Kocaelililer, Erzurum'daki Şehitlerimizi saygıyla andı
Kocaeli Erzurumlular Kültür ve Dayanışma Vakfı ile Kocaeli Gazeteciler Cemiyeti’nin organize ettiği Erzurum Tanıtım Günleri kapsamında Erzurum’da bulunan vakıf yönetimi ile gazeteciler Kocaeli Büyükşehir Belediyesi tarafından tahsis edilen otobüsle Aziziye Tabyası ve Nene Hatun’un mezarını ziyaret ettiler. Vakıf Denetleme Kurulu Başkan Yardımcısı Selami Sayım, ziyaret yolundaki otobüste söylediği yanık bir Türkü’yle, birlikte seyahat ettiği yöneticiler ve basın mensuplarının duygulanmasına neden oldu.
19 Eylül 2022 - 13:52 - Güncelleme: 19 Eylül 2022 - 13:59
93 Harbi olarak da bilinen Osmanlı-Rus Savaşları sırasında Sultan Abdulaziz tarafından konumlandırılan Aziziye Tabyası’na yapılan ziyaret sırasında oldukça duygulanan Kocaeli Erzurumlular Kültür ve Dayanışma Vakfı ile Kocaeli Gazeteciler Cemiyeti üyeleri aynı bölgede bulunan Nene Hatun’un mezarı başında dua ettiler.

> **Çıkarılan veri kayıtları**
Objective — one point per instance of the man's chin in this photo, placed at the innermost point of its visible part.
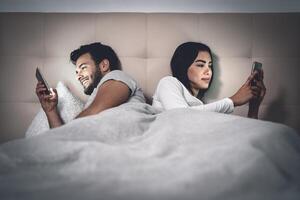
(88, 90)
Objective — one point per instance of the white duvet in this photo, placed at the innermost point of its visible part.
(134, 152)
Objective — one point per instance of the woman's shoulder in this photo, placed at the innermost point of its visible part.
(170, 84)
(170, 80)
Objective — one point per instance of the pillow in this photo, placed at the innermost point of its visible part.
(69, 106)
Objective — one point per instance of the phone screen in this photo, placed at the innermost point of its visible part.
(256, 66)
(40, 77)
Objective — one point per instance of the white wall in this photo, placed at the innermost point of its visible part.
(191, 6)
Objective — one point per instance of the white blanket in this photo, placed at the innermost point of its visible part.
(134, 152)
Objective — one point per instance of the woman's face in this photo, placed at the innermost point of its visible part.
(200, 72)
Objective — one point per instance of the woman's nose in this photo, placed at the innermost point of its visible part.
(207, 70)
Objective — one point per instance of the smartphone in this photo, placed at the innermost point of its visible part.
(256, 66)
(40, 77)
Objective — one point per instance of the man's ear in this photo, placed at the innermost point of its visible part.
(104, 66)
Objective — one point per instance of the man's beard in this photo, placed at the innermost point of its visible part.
(89, 90)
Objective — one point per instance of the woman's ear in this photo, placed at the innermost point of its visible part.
(104, 66)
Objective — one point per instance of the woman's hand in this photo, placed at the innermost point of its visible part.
(245, 93)
(48, 102)
(259, 93)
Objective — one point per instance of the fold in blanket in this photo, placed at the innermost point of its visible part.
(136, 152)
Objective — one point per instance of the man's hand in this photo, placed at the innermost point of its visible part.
(49, 104)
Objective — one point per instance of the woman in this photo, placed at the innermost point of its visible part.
(192, 69)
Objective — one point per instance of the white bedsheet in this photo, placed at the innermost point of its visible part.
(131, 152)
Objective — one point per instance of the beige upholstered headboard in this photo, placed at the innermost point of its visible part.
(145, 44)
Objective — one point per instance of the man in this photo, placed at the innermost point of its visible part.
(98, 70)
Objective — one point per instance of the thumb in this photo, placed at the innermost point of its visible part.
(250, 78)
(53, 91)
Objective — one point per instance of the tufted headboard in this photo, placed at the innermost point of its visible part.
(145, 44)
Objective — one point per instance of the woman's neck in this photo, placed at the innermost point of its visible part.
(194, 91)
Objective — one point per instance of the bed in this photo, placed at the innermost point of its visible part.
(144, 153)
(134, 151)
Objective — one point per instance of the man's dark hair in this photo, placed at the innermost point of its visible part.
(98, 53)
(184, 55)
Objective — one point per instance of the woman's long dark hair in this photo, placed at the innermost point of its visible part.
(184, 55)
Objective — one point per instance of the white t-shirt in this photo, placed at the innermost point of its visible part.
(171, 93)
(136, 94)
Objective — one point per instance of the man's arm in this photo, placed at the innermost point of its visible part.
(110, 94)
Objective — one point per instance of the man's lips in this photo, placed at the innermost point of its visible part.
(83, 80)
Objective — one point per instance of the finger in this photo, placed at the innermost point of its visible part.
(255, 88)
(250, 78)
(53, 90)
(40, 90)
(53, 93)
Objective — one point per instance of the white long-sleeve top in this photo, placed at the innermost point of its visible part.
(171, 93)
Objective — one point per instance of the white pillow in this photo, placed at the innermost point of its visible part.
(69, 106)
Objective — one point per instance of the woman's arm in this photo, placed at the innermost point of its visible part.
(170, 93)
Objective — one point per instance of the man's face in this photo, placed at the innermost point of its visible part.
(87, 73)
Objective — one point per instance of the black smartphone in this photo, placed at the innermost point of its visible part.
(40, 77)
(256, 66)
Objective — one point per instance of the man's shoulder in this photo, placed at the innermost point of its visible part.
(118, 75)
(170, 81)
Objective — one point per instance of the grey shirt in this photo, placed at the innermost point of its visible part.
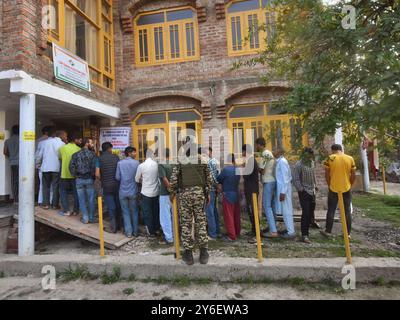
(12, 145)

> **Alıştırmalar**
1. Aziziye Tabyası ziyareti haberini iki cümleyle özetleyin.
2. Aziziye Tabyası ziyareti haberini kaldığı yerden sürdürün.

> **Cevaplar**
1. Kocaeli Erzurumlular Kültür ve Dayanışma Vakfı yönetimi ile gazeteciler, Erzurum Tanıtım Günleri kapsamında Kocaeli Büyükşehir Belediyesi'nin tahsis ettiği otobüsle Aziziye Tabyası'nı ve Nene Hatun'un mezarını ziyaret etti. Yolda Selami Sayım'ın söylediği yanık türkü katılımcıları duygulandırdı; tabyada da oldukça duygulanan grup, Nene Hatun'un mezarı başında dua etti.

2.
Osmanlı İmparatorluğu döneminde, stratejik konumdaki Erzurum’un çevresine yapılan tabyalarla şehir korunmaya çalışılmıştır. Osmanlı İmparatorluğu'nun siyasi ve askeri alanda yaşadığı sıkıntıyı fırsata dönüştürmek isteyen Ruslar, Osmanlı İmparatorluğuna karşı savaş başlatmışlardı. Tabyaların yapılış nedeni tamamen Ruslara karşı Erzurum şehrini savunma amaçlıdır. Özellikle Erzurum’un doğusunda olmak üzere çevresinde de tabyalar vardır. Kale savunma sisteminin o dönemde topla yapılan saldırılara karşı yetersiz kalışı, savunma maksatlı yapılan tabyaların önemini artırmıştı. Bu sebeple şehrin çevresinde çok sayıda özellikle Ruslara karşı savunma gücünü artırmak maksadıyla tabyalar yapılmıştır. Ruslar, Erzurum'a yakın tarihte üç defa saldırı, işgal ve istilada bulunmuşlardır. Bunlar sırasıyla 1828-1829, 1878 ve 1916 yıllarında olmuştur. Her ne kadar bu istilalar geçici olsa da Ruslara karşı Erzurum halkının gösterdiği direniş çoğu zaman yetersiz kalmış, şehir ve şehir halkı çok büyük tahribata maruz kalmıştır.
O GÜNÜN KOŞULLARINDA BÖYLE TABYALAR YAPMAK OLDUKÇA ZOR
Erzurum - Kars yolunun geçtiği Hamam deresi’ni kontrol altında tutmak amacıyla yapılan ve güneyden kuzeye doğru I, II ve III nolu diye adlandırılan Aziziye Tabyaları. Erzurum ili sınırları içerisinde bulunan Top dağı eteklerinde yer alırken ‘’C ‘’ şeklinde bir plan üzerine yerleştirilmişlerdir.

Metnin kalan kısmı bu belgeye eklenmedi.